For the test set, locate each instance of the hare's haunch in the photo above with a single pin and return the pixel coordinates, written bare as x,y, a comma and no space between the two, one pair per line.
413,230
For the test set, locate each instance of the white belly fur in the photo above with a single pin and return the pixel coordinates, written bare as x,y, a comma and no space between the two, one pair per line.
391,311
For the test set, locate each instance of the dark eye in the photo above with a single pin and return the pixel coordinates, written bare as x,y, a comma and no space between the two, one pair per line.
************
◆ AIM OF THE TASK ◆
Only those lines running from the one containing "For the test set, locate each instance of the white" through the last line of the data above are to be copied, exactly, with both ends included.

◆ WRITTEN RESPONSE ◆
For the test set, locate each instance of the white belly fur in the photo above with a single pin and return the pixel coordinates, written bare as x,y, a comma and no space between the two, one pair per line.
391,311
For the test set, locate each instance of the dark eye in the photo above with a single pin and return the pixel coordinates, written bare as x,y, a comma and no space between the two, one pair per line.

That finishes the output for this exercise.